**SHORT TASK**.
Every record here should be printed again exactly.

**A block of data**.

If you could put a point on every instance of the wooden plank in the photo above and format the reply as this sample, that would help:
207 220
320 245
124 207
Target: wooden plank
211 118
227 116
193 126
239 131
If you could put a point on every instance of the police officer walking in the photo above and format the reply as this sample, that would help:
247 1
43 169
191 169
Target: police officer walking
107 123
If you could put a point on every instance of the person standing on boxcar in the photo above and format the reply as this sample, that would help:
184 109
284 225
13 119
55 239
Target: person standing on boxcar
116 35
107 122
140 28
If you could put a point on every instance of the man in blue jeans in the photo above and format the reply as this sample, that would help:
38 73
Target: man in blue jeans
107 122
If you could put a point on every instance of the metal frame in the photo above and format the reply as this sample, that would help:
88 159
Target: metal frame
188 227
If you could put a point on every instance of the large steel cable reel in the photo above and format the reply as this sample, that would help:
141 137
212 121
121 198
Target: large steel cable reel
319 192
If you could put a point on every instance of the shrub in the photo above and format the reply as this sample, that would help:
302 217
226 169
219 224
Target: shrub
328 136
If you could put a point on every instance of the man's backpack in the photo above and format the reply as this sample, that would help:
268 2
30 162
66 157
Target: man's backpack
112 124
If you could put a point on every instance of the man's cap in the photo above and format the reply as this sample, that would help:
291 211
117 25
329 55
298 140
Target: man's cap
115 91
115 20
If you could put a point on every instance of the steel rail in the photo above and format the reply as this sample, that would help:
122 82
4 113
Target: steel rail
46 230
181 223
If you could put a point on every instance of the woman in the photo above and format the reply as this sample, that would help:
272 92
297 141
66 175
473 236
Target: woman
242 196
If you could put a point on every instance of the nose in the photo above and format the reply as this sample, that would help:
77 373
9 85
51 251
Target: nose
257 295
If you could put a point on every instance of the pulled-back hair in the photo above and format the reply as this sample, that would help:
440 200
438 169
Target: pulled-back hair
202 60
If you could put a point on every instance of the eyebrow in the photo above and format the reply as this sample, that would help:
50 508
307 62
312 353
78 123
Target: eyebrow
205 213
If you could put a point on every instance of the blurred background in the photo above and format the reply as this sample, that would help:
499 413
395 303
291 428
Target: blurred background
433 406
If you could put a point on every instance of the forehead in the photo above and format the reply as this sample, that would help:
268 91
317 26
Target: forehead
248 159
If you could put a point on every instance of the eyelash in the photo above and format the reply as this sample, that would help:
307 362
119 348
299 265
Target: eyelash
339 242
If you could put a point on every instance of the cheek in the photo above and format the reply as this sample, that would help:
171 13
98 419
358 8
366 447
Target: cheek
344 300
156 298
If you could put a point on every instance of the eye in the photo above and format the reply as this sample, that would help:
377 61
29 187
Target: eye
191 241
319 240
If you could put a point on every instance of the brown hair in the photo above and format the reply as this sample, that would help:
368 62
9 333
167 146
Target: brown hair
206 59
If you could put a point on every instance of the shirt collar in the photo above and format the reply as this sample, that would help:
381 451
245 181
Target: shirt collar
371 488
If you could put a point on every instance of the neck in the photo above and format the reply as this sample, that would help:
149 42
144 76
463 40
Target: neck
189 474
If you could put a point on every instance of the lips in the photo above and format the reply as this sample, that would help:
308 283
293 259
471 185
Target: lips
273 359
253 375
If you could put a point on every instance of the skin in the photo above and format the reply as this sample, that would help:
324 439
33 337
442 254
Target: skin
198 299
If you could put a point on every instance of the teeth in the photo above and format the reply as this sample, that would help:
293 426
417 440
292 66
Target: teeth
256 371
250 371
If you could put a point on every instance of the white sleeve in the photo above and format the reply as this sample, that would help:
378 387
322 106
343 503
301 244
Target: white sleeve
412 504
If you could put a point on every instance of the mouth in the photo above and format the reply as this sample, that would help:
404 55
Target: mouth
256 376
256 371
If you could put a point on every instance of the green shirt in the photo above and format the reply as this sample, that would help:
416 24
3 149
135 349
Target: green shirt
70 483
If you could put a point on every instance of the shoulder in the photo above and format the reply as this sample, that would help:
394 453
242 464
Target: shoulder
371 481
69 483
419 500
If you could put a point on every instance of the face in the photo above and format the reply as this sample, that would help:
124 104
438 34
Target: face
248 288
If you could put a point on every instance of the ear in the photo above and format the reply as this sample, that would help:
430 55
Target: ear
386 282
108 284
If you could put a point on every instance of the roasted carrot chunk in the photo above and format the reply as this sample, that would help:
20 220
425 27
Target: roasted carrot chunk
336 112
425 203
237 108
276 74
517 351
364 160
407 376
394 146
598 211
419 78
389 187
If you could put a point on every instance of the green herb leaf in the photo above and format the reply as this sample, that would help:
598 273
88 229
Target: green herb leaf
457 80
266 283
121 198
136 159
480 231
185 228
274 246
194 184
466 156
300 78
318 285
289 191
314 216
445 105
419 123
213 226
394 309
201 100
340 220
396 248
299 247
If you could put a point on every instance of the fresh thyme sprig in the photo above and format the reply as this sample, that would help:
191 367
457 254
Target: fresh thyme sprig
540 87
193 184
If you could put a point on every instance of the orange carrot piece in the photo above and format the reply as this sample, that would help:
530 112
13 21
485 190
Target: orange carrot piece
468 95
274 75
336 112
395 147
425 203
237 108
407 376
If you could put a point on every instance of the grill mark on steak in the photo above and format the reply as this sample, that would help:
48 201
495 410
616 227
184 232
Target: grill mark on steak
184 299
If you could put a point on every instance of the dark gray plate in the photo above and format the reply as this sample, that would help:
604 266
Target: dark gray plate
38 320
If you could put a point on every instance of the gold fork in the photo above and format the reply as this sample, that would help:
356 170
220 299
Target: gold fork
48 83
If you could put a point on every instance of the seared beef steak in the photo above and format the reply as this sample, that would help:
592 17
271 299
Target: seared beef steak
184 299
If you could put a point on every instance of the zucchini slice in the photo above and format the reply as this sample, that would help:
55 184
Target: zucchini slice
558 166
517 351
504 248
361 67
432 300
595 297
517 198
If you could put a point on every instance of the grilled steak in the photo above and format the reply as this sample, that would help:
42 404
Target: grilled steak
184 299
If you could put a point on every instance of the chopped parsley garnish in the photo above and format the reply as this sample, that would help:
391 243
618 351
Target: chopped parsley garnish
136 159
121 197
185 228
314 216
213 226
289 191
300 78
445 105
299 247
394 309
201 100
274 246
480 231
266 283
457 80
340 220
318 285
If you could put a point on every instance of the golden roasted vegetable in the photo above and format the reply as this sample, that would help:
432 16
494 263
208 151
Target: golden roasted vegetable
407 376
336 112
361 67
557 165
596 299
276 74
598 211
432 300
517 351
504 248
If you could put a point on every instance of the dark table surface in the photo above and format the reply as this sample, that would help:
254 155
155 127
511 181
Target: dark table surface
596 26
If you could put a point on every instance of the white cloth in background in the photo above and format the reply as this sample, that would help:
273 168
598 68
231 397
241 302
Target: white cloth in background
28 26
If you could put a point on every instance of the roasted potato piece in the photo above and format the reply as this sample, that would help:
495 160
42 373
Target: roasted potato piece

**ANSWER BELOW**.
If you could put a point on every instance of the wooden plank in the photo above and format the reply as this sample, that would help:
207 220
320 245
124 207
Target: wooden plank
211 118
227 116
193 126
239 131
If you could put a point on every instance of the police officer walking in the photo above and format the reply as this sample, that would help:
247 1
43 169
191 169
Target: police officer walking
107 123
If you could put a point on every instance of the person standing on boxcar in the photo above and format the reply as this sample, that would help:
184 109
284 225
13 119
55 239
Target: person standing on boxcar
116 35
107 122
140 28
If you could put a point on every instance of the man in blue jeans in the photo above and format the reply as this sample, that would help:
38 73
Target: man in blue jeans
107 122
If you could put a point on every instance of the metal frame in the photo above and format the reply as this sample, that would help:
88 159
Target: metal frame
188 227
If you could put a point on every instance of the large steel cable reel in the photo above and format the reply as this sample, that would help:
141 137
212 121
121 198
Target: large steel cable reel
319 192
If you could put a point on every instance of the shrub in the photo above and format the reply as this sample, that would help:
302 217
226 169
219 224
Target: shrub
328 136
If you could put a point on every instance of the man's backpack in the photo above and format the reply as this sample, that would help:
268 2
30 162
66 157
Target: man's backpack
112 124
If you could put a point on every instance of the man's cap in the photo above and format the reply as this sample, that would help:
291 211
117 25
329 55
298 140
Target: man's cap
115 91
115 20
If you could put a point on every instance of the steel rail in the photo above and format the reply as this sample, that would help:
122 82
4 113
Target: steel rail
46 230
181 223
If you could put a point on every instance of the woman in the photo above and format the reply as this sample, that would help:
272 92
297 141
66 175
473 236
Target: woman
242 196
If you could put a point on every instance of the nose in the photo above and format the reply as this sample, that would help:
77 373
9 85
51 251
Target: nose
257 295
If you could put a point on every instance of the pulled-back hair in the photo above and format the reply as this sample, that would help:
440 200
438 169
Target: pulled-back hair
202 60
If you could put a point on every instance of the eyebrow in the photo above and format the reply as this sample, that would help:
50 508
307 62
312 353
78 123
Target: eyebrow
205 213
If you could put a point on every instance of the blurred background in the photo above and format the reply as this sample, that would help:
499 413
395 303
291 428
Target: blurred background
433 406
If you could put a point on every instance of the forehead in the photo above and format the reply as this sample, that would help:
268 91
317 26
Target: forehead
248 159
If you could put a point on every instance of the eyelash in the photo above and format the reply as this sample, that would help:
307 362
119 348
299 265
Target: eyelash
339 242
If you could put a point on every instance of the cheek in the photo above and format the reply as this sample, that would help:
171 13
98 419
358 8
366 447
Target: cheek
344 300
156 298
If you could put a point on every instance of the eye in the photo above and format the reply as this sample, that would help:
377 61
29 187
Target: eye
191 241
319 240
If you could put a point on every instance of the brown hair in the photo above and format the reply as this sample, that would help:
368 62
9 333
167 146
Target: brown hair
206 59
If you could put a point on every instance of the shirt collar in the photo above and format the reply as this sample, that would help:
381 451
245 181
Target: shirt collar
371 488
If you could put a point on every instance of the neck in the photo above and format the reply as this sample, that would help:
149 42
144 76
463 40
Target: neck
189 474
If you could put a point on every instance of the lips in the photo above and format the reply as this sample, that would help:
308 283
293 259
471 185
Target: lips
273 359
253 375
If you could put a point on every instance of the skin in the photo above and format the reply as this sample, that would help:
324 439
33 337
442 254
Target: skin
198 299
If you could put a point on every instance of the teeth in the photo above and format the reply as this sample, that would help:
293 426
417 440
292 66
Target: teeth
256 371
250 371
If you could put a point on every instance of the white sleeve in the photo above and format the reply as this sample, that would help:
378 387
322 106
343 503
301 244
Target: white sleeve
412 504
If you could put a point on every instance of the mouth in the photo above and format the reply as this sample, that would help:
404 55
Target: mouth
256 376
256 371
If you could put a point on every instance of the green shirt in the photo above and format the reply as this sample, that would help:
416 24
3 149
135 349
Target: green shirt
70 483
If you could put a point on every instance of the shoulder in the photo above and format the reply as this sample, that would help:
394 453
242 464
Target: shoulder
371 481
69 483
419 500
If you could put a point on every instance of the face in the photo above and format the reply as this sample, that would help:
124 104
438 34
Target: face
248 288
If you could put a point on every instance of the ear in the photo above and format the reply as this sample, that would help:
430 55
Target: ear
386 282
108 284
If you could put a point on every instance of the roasted carrot chunk in the photo above and format the reply as this sample, that would help:
20 220
425 27
Target: roasted carrot chunk
336 112
425 203
237 108
276 74
517 351
364 160
407 376
394 146
598 211
419 78
389 187
If you could put a point on every instance of the green herb leaf in the photo above and format the reply as this sample, that would help:
598 273
88 229
Target: green herb leaf
457 80
266 283
121 198
136 159
480 231
185 228
274 246
194 184
466 156
300 78
318 285
289 191
314 216
445 105
419 123
213 226
394 309
201 100
340 220
396 248
299 247
If you could put a point on every instance of the fresh thyme sprig in the photo above and format the reply as this sample, that would help:
191 367
457 254
Target: fresh thyme sprig
540 87
193 184
If you could put a point on every instance of the orange carrot piece in the photo above and format the reply as this sample, that would help:
530 112
13 21
485 190
Target: orange carrot piece
468 95
274 75
336 112
395 147
425 203
237 108
407 376
If you could put a point on every instance of the grill mark on steak in the photo above and format the reply as this sample, that would help:
48 201
495 410
616 227
184 232
Target: grill mark on steak
184 299
If you could put a point on every instance of the dark gray plate in the photo above and format the reply as this sample, that would help:
604 266
Target: dark gray plate
38 320
If you could put a point on every instance of the gold fork in the photo above and format the reply as this sample, that would help:
356 170
220 299
Target: gold fork
48 83
If you could put a point on every instance of the seared beef steak in the photo above and format the reply as this sample, that would help:
592 17
271 299
Target: seared beef steak
184 299
If you could put a point on every instance of the zucchini slice in the photo above and format the reply as this sample, that would help:
55 184
Target: zucchini slice
558 166
517 351
504 248
361 67
432 300
595 297
517 198
If you could put a point on every instance of the grilled steak in the photo above and format the reply as this sample, that would help:
42 404
Target: grilled steak
184 299
If you could put a point on every instance of the chopped parsley garnish in the photo above and format the reply as this sample, that would help:
391 243
618 351
Target: chopped parsley garnish
136 159
121 197
185 228
314 216
213 226
289 191
300 78
445 105
299 247
394 309
201 100
274 246
480 231
266 283
457 80
340 220
318 285
If you could put a point on every instance of the golden roasted vegetable in the photo above and format the reply as this sample, that would help:
432 16
494 263
208 151
Target: golden roasted vegetable
407 376
336 112
361 67
557 165
596 299
276 74
598 211
432 300
517 351
504 248
If you could put a point on every instance of the dark table surface in the photo above and format the reply as this sample, that would help:
254 155
155 127
511 181
Target: dark table surface
596 26
If you could put a point on every instance of the white cloth in background in the photo above and format the reply as this sample, that would help:
273 168
598 68
231 397
241 302
Target: white cloth in background
28 26
If you could put a point on every instance of the roasted potato piece in the photo above and format the reply as this sample, that would help:
495 160
42 373
Target: roasted potato piece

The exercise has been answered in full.